Free-text object descriptions
□ □ □

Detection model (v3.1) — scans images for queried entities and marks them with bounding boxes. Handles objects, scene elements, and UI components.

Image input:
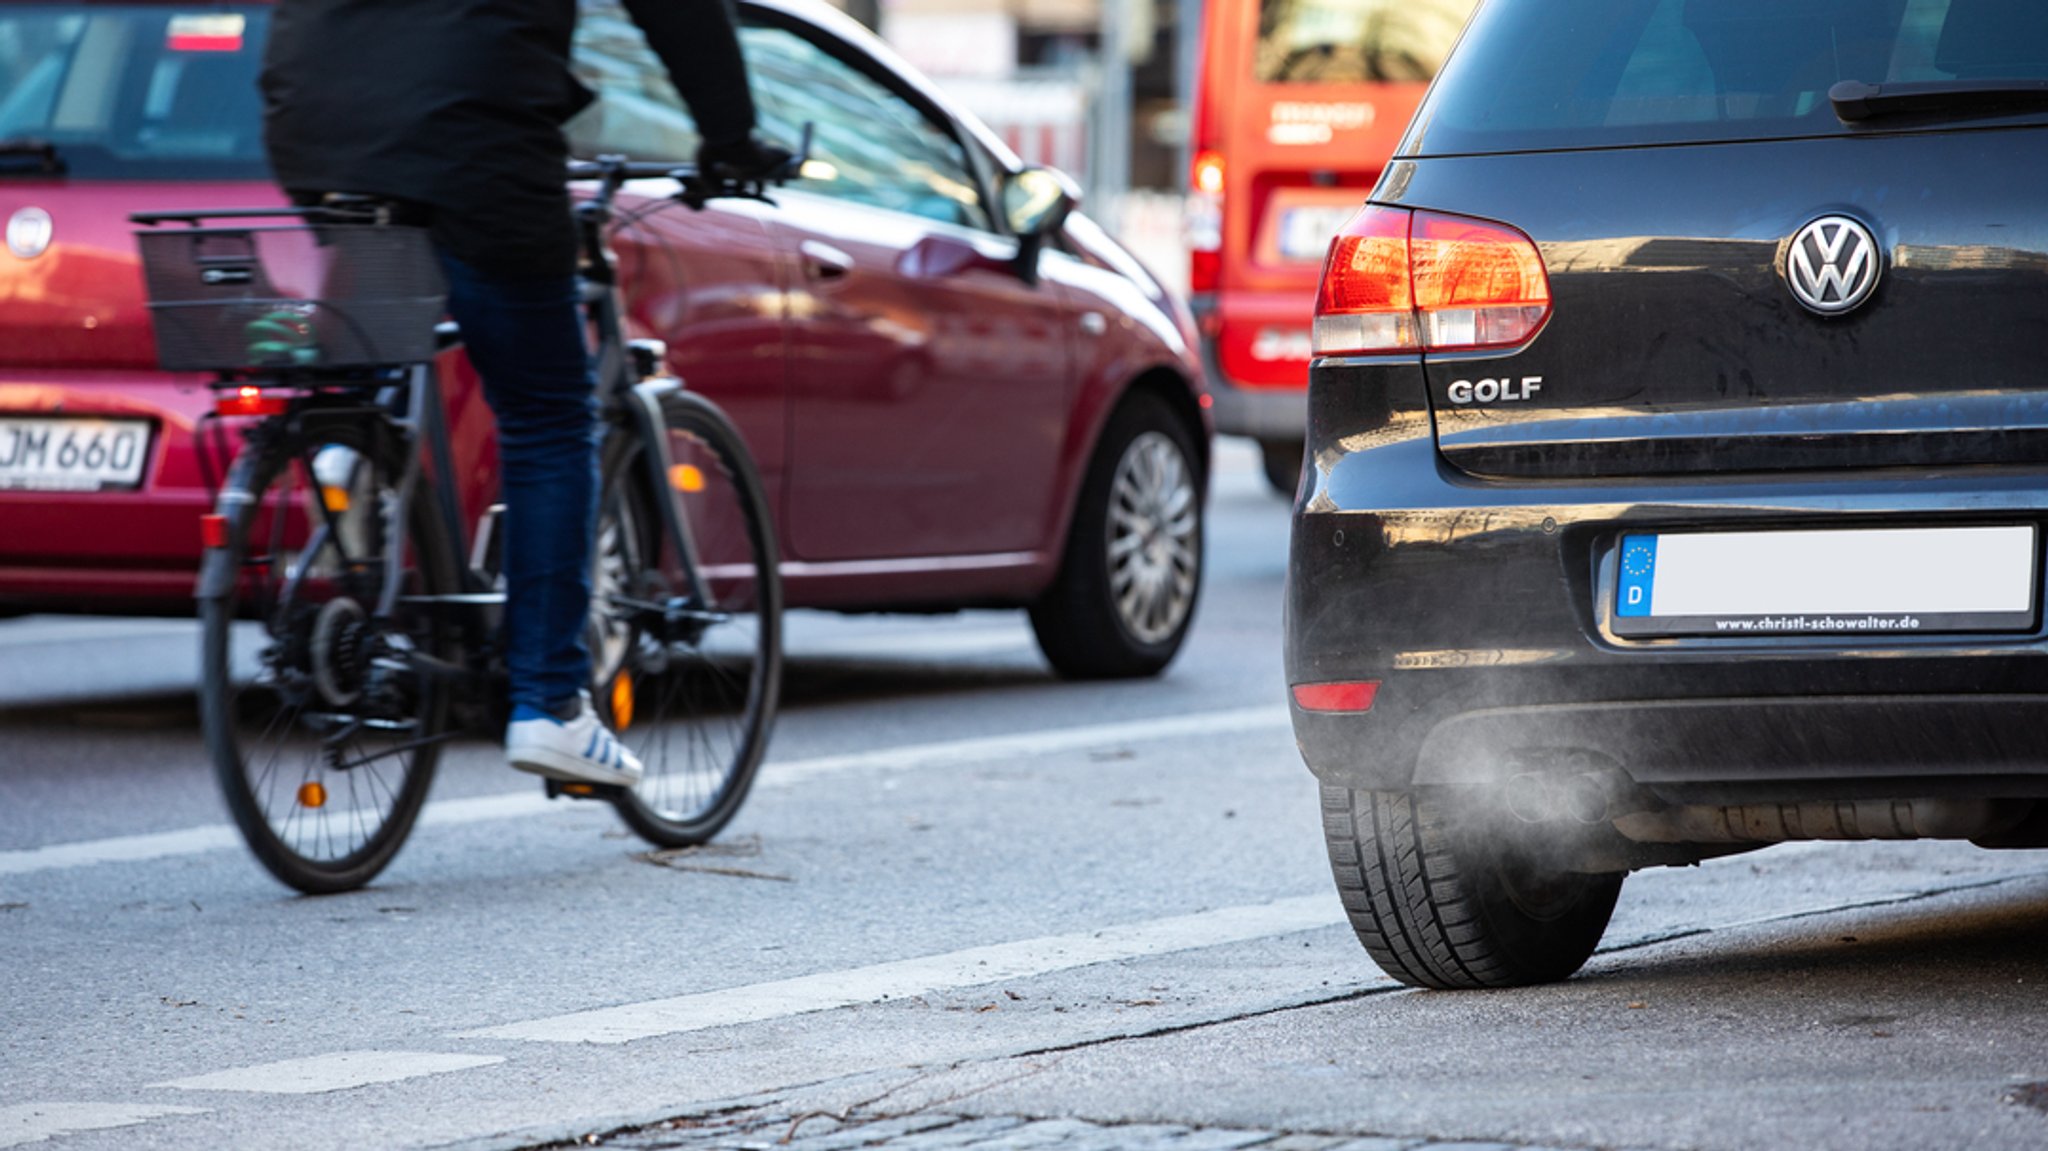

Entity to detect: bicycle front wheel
[593,390,781,848]
[199,423,457,894]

□ □ □

Type out the data above once more, exactly, with no images included.

Detection model (v3.1) — scans images for queried entities and marks them with bounding boxes. Handles objects, scene elements, and UI components.

Image input:

Entity to detect: bicycle front wheel
[593,390,781,848]
[199,423,457,894]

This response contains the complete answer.